Excerpted passage:
Okun and Feliciano study pandemic’s effect on students’ physical and psychological health

As students adapt to remote learning, social isolation and other stressors caused by the COVID-19 pandemic, Michele Okun and Leilani Feliciano are studying the impact to their physical health and psychological wellbeing. Photo credit: Joel Strayer.

Professor of psychology Leilani Feliciano and instructor and sleep researcher Michele Okun are conducting an exploratory study on the impact of the COVID-19 pandemic on the health and wellness of students. As they aim to use the data to provide better resources to the UCCS student body when it returns to campus in the fall, their efforts are also helping to develop the first-ever psychometrics for studies using a pandemic as a measure.

Okun, a sleep researcher, and Feliciano, a clinical psychologist conducting sleep research, were inspired to launch the study as they observed their students transitioning to online classes this semester.

“In one of the courses I teach online, the students have weekly virtual discussions with their groups,” Okun explained. “They were discussing stress as a topic. One of my older, nontraditional students started to talk about how the pandemic is affecting their sleep. We decided to look at the students’ other health behaviors too, because so many of them have shifted their circadian rhythms and so many are experiencing significant stress.”

Records shown:
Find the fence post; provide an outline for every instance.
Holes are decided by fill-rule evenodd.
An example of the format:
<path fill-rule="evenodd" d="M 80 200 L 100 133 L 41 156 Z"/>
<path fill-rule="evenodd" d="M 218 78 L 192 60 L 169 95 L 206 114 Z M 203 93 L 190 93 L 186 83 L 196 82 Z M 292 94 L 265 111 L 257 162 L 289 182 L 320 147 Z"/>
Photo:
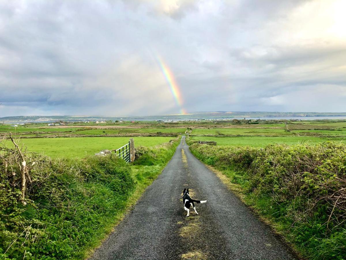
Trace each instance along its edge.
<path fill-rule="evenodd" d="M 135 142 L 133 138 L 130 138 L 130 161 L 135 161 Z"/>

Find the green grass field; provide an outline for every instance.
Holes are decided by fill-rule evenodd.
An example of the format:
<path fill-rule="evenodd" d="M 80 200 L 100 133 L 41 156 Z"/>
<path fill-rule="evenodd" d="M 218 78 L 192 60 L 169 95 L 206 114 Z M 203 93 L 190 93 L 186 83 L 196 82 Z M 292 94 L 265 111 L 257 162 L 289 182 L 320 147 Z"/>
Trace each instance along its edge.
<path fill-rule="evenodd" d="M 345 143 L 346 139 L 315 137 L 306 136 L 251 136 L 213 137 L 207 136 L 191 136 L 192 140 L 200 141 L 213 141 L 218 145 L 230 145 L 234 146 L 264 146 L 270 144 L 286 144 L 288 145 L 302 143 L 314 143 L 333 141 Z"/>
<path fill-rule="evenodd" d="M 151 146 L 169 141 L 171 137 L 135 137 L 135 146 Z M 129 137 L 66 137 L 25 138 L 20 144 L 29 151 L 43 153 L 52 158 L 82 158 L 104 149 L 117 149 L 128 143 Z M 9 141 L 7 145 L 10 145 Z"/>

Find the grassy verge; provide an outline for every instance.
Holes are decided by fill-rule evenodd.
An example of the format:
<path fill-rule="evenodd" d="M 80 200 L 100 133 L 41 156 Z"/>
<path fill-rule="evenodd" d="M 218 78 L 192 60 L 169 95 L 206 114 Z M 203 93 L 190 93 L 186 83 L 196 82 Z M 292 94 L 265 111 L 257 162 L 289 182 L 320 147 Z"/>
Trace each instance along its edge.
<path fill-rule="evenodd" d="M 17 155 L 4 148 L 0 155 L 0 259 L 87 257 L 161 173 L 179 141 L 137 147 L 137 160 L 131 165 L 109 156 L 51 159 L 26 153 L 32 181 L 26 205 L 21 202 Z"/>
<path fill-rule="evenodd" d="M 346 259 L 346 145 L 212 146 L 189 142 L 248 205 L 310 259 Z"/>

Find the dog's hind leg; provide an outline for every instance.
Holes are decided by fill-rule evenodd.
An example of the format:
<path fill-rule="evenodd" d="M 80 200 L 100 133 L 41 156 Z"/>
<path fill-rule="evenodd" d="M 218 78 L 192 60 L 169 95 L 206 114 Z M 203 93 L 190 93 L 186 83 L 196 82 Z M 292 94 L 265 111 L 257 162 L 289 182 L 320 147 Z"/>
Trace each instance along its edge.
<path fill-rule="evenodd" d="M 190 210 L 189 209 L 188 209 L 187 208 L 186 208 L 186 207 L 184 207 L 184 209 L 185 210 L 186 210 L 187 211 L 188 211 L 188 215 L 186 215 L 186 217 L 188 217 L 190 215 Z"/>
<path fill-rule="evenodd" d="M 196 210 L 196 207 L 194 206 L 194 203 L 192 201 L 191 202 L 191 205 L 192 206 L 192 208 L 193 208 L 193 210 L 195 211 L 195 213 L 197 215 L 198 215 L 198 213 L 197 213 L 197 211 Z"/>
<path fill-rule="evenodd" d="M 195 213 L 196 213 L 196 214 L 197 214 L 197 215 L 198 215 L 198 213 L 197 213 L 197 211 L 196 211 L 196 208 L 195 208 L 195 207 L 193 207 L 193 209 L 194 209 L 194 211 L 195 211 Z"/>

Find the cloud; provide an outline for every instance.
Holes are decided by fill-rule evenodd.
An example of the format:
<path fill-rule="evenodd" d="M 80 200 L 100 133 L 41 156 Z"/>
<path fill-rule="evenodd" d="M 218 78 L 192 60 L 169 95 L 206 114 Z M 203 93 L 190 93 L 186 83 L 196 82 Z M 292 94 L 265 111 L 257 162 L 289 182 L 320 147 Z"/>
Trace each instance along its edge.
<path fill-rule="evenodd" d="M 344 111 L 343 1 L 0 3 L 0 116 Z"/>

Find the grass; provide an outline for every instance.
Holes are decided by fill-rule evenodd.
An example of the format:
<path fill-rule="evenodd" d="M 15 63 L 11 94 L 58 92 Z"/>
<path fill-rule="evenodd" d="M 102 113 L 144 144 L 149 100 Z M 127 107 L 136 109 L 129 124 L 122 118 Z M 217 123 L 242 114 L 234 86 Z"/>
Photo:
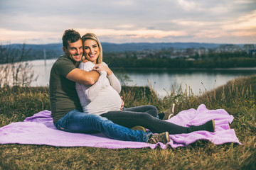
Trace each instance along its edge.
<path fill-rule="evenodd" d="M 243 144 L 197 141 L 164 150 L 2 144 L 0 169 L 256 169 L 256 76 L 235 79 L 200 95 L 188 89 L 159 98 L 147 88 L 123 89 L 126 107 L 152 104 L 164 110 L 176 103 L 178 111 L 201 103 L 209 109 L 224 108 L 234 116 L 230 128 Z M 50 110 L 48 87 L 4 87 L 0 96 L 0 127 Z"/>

Try it: Continue the article on Okun and Feliciano's study of the pandemic's effects on student health, starting after its last sentence.

Exercise answer:
“It was interesting timing,” Feliciano added, “because right about then, I told Michele that we needed to do an online study across adulthood looking at how social distancing and stay at home measures are impacting individuals’ wellbeing.”

Okun shares that many of her students’ sleep cycles have flipped, causing them stress, anxiety and physical ailments. Photo credit: Victoria Heath, Unsplash.

The two researchers combined their expertise to design a study, titled “Psychological and Health Behavior Changes in Students amidst the COVID-19 Pandemic,” that examines factors as diverse as UCCS students’ sleep cycles, nutrition, activity levels, stressors, mental health and wellbeing prior to COVID-19 to determine how they are impacted by the first pandemic in most individuals’ living memory. Because their study’s long measure of a pandemic is boh thorough and brand-new, it will help to develop psychology’s first psychometrics for the measure.

Through anecdotal evidence from their students, Okun and Feliciano anticipate they will confirm what they have seen first-hand in class: that the shift to remote learning, social distancing and other cautionary measures have negatively impacted students’ wellbeing.

“We’re definitely going to see an impact on all of their health behaviors,” Feliciano said. “I think the extent to which individuals are impacted will depend on some other comorbidities – depression, anxiety, and whether they have fewer resources to deal with those challenges. If they were struggling before the pandemic, I anticipate those struggles will have become worse.”

Both researchers are seeking wide participation from the UCCS student body in order to create a robust data set. They anticipate using the results to inform how the university responds to the crisis – and potential future crises – and advocate for the resources students need for psychological and physical wellbeing.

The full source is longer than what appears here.